■ **TASK STATEMENT**
Reproduce each of the records below verbatim, line for line, with no changes.

■ **DATA RECORDS**
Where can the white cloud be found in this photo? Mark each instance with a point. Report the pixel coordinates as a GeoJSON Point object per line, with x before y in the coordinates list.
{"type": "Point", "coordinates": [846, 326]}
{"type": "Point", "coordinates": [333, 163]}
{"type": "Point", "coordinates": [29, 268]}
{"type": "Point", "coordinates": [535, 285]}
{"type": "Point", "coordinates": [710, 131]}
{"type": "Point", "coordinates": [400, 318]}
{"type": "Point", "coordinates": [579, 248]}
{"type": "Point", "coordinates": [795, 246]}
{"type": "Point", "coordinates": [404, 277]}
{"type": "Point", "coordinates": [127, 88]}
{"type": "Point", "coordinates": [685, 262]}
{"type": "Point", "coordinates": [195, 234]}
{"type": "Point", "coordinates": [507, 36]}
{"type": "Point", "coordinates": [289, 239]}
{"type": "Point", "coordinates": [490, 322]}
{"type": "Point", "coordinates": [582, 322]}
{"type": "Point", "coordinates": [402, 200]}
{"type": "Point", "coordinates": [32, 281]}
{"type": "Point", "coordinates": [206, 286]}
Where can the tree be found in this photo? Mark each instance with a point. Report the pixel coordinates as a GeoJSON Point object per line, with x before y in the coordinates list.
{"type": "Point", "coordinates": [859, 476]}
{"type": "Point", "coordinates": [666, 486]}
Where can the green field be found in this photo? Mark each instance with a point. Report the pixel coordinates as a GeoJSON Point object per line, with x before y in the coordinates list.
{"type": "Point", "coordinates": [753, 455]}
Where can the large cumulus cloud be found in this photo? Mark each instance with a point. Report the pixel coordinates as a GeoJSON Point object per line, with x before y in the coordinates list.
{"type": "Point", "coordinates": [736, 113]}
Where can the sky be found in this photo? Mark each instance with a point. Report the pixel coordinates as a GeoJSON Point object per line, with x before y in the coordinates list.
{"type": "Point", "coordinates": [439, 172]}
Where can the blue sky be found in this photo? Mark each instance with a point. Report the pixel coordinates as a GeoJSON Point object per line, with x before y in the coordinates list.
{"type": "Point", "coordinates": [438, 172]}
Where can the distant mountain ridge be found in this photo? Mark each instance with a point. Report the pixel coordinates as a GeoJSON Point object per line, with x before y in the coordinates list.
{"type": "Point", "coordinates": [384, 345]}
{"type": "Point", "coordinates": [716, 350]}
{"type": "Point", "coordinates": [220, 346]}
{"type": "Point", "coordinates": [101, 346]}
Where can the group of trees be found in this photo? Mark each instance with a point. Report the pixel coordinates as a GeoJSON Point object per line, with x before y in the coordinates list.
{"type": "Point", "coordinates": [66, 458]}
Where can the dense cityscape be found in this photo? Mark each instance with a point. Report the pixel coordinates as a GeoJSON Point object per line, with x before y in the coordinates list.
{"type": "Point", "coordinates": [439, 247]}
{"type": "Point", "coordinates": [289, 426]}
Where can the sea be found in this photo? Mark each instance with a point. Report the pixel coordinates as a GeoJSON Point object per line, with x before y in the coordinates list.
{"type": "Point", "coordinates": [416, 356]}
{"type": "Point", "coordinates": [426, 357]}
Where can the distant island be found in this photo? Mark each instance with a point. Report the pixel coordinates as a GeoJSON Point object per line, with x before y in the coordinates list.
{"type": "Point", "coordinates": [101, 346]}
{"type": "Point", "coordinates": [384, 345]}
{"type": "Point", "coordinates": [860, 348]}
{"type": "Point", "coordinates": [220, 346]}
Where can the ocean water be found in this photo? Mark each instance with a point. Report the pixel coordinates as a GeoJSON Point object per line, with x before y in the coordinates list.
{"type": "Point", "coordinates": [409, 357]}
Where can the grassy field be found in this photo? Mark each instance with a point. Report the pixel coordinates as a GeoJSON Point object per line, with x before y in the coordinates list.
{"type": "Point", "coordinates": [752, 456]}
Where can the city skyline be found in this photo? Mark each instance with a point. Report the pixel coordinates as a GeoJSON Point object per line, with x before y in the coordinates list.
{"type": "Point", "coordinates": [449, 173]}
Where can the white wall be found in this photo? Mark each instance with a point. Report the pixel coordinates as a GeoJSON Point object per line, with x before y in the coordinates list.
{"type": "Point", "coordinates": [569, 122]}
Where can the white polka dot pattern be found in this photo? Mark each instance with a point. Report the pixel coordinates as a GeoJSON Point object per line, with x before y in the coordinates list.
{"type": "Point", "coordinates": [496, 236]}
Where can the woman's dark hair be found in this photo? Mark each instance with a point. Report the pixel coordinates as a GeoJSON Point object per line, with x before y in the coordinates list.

■ **RESULT OF THE TASK**
Where can the white cloud be found in this photo? Mark each instance with a point. Report the pixel coordinates as a GeoJSON Point object per line, with x before y in the coordinates list.
{"type": "Point", "coordinates": [846, 326]}
{"type": "Point", "coordinates": [333, 163]}
{"type": "Point", "coordinates": [29, 268]}
{"type": "Point", "coordinates": [535, 285]}
{"type": "Point", "coordinates": [710, 131]}
{"type": "Point", "coordinates": [400, 318]}
{"type": "Point", "coordinates": [579, 248]}
{"type": "Point", "coordinates": [795, 246]}
{"type": "Point", "coordinates": [404, 277]}
{"type": "Point", "coordinates": [127, 88]}
{"type": "Point", "coordinates": [685, 262]}
{"type": "Point", "coordinates": [195, 234]}
{"type": "Point", "coordinates": [507, 36]}
{"type": "Point", "coordinates": [289, 239]}
{"type": "Point", "coordinates": [490, 322]}
{"type": "Point", "coordinates": [582, 322]}
{"type": "Point", "coordinates": [402, 200]}
{"type": "Point", "coordinates": [32, 281]}
{"type": "Point", "coordinates": [206, 286]}
Where can the tree be found in this photo? Mark each instance with a point. Report the pixel coordinates as a GeoJSON Point object per line, with x before y in the coordinates list.
{"type": "Point", "coordinates": [859, 476]}
{"type": "Point", "coordinates": [666, 486]}
Where can the green field be found in this photo? Mark each instance with a point. Report the pixel coordinates as a GeoJSON Point object per line, with x before y in the coordinates list.
{"type": "Point", "coordinates": [753, 455]}
Where can the large cumulus cloud be found in this photo? Mark each instance with a point. Report the pixel coordinates as a GeoJSON Point object per line, with x before y in the coordinates list.
{"type": "Point", "coordinates": [736, 113]}
Where can the sky be found in this photo? Mark each instance with a point. Report the pixel coordinates as a GeoJSON Point object per line, with x before y in the coordinates list.
{"type": "Point", "coordinates": [439, 172]}
Where can the blue sky be found in this photo? Mark each instance with a point. Report the pixel coordinates as a GeoJSON Point object per line, with x before y in the coordinates list.
{"type": "Point", "coordinates": [438, 172]}
Where can the distant mountain ridge be found in this photo? Mark each instance with a point. Report the pixel coordinates as a GeoJSON Point object per line, with x before y in the coordinates list.
{"type": "Point", "coordinates": [384, 345]}
{"type": "Point", "coordinates": [716, 350]}
{"type": "Point", "coordinates": [220, 346]}
{"type": "Point", "coordinates": [101, 346]}
Where can the group of trees be found in this photo? Mark each instance with a point. Report the pixel coordinates as a GeoJSON Point object per line, with x before y in the coordinates list.
{"type": "Point", "coordinates": [66, 458]}
Where can the dense cityscape be found in this photo? Mark each instance with a point. Report the pixel coordinates as a GeoJSON Point object per line, with x before y in the coordinates list.
{"type": "Point", "coordinates": [439, 247]}
{"type": "Point", "coordinates": [289, 426]}
Where can the sea be found in this photo? Mark each instance with a point. Report the pixel coordinates as a GeoJSON Point object per line, with x before y in the coordinates list.
{"type": "Point", "coordinates": [416, 356]}
{"type": "Point", "coordinates": [426, 357]}
Where can the distant island be found in this photo? Mark each instance with a point. Report the pixel coordinates as a GeoJSON Point object per line, with x before y in the coordinates list.
{"type": "Point", "coordinates": [101, 346]}
{"type": "Point", "coordinates": [384, 345]}
{"type": "Point", "coordinates": [860, 348]}
{"type": "Point", "coordinates": [220, 346]}
Where can the ocean water be found in this photo? Mark each instance with a point. Report the pixel coordinates as a GeoJSON Point object per line, with x before y in the coordinates list.
{"type": "Point", "coordinates": [409, 357]}
Where can the grassy field be found in this photo? Mark each instance with a point. Report the pixel coordinates as a GeoJSON Point object per line, with x before y in the coordinates list.
{"type": "Point", "coordinates": [752, 456]}
Where can the city skyline be found in this photo? Mark each instance with a point. Report the pixel coordinates as a GeoJSON Point object per line, with x before y in the coordinates list.
{"type": "Point", "coordinates": [449, 173]}
Where can the white wall be found in this photo? Mark each instance with a point. Report the pixel coordinates as a GeoJSON Point object per line, with x before y in the coordinates list.
{"type": "Point", "coordinates": [569, 122]}
Where can the white polka dot pattern be found in this photo? Mark each instance with a point. Report the pixel coordinates as a GeoJSON Point object per line, with x before y in the coordinates list.
{"type": "Point", "coordinates": [496, 236]}
Where can the woman's dark hair be found in this photo? Mark each instance with a point. Report the pixel coordinates as a GeoJSON Point object per line, with x before y in the coordinates list.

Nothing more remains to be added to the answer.